* **PROBLEM TO SOLVE**
For the data that follows, return each line unchanged and drop the pictures.

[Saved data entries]

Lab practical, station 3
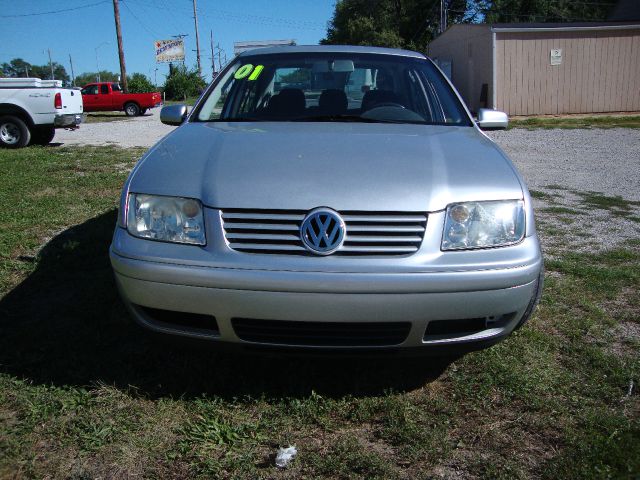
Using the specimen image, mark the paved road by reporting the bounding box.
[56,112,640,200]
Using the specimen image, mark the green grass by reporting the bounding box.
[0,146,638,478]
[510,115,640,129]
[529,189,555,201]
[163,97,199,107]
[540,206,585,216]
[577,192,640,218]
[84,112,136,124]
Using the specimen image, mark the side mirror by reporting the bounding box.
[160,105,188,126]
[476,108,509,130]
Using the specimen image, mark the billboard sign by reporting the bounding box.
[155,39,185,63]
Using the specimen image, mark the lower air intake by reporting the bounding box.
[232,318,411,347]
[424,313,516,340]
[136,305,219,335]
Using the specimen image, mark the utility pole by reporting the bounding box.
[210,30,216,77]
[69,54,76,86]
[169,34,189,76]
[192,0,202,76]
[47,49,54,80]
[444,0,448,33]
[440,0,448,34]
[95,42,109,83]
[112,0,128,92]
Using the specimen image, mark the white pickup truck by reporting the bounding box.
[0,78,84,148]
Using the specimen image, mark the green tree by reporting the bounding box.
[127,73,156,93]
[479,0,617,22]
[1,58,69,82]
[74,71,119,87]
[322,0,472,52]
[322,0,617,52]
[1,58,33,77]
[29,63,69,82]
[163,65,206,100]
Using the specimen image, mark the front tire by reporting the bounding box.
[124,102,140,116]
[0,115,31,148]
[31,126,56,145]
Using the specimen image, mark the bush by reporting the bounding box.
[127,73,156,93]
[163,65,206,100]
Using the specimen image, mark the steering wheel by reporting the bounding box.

* **WRITTEN RESPONSE**
Lab practical, station 3
Using the specimen image, mark the paved road by reporting the bounding box.
[56,112,640,200]
Using the specimen image, mark the green grass by reporting the bounding box.
[0,146,638,478]
[510,115,640,129]
[529,189,555,201]
[163,97,199,107]
[540,206,585,216]
[577,192,640,218]
[84,112,136,124]
Using the specimen image, mark the side mirror by reporting the bounding box.
[160,105,188,126]
[476,108,509,130]
Using the specimen image, mark the billboard sign by reporting the bounding box.
[155,39,185,63]
Using the specimen image, mark the lower air intake by reporting the bounding box.
[232,318,411,347]
[424,313,516,340]
[136,305,219,335]
Using the specimen image, mark the utility pole by reporting the bounding box.
[210,30,216,77]
[69,54,76,86]
[169,34,189,76]
[192,0,202,76]
[47,49,54,80]
[444,0,448,33]
[440,0,448,34]
[95,42,109,83]
[112,0,128,92]
Using the specimen image, mark the white pickup truck by reporting the bounding box.
[0,78,84,148]
Using the specimen image, mark the green tree by reporting the bounding box.
[127,73,156,93]
[479,0,617,22]
[1,58,69,82]
[74,71,119,87]
[322,0,472,52]
[322,0,617,52]
[1,58,33,77]
[29,63,69,82]
[163,65,206,100]
Using the specimen image, mark the front tire by reporting the bounding box.
[124,102,140,116]
[0,115,31,148]
[31,126,56,145]
Using the specimen image, mark the bush by reporting the bounding box.
[127,73,156,93]
[163,65,206,100]
Using the specimen image, mark the steering wheel by reporting the bounding box.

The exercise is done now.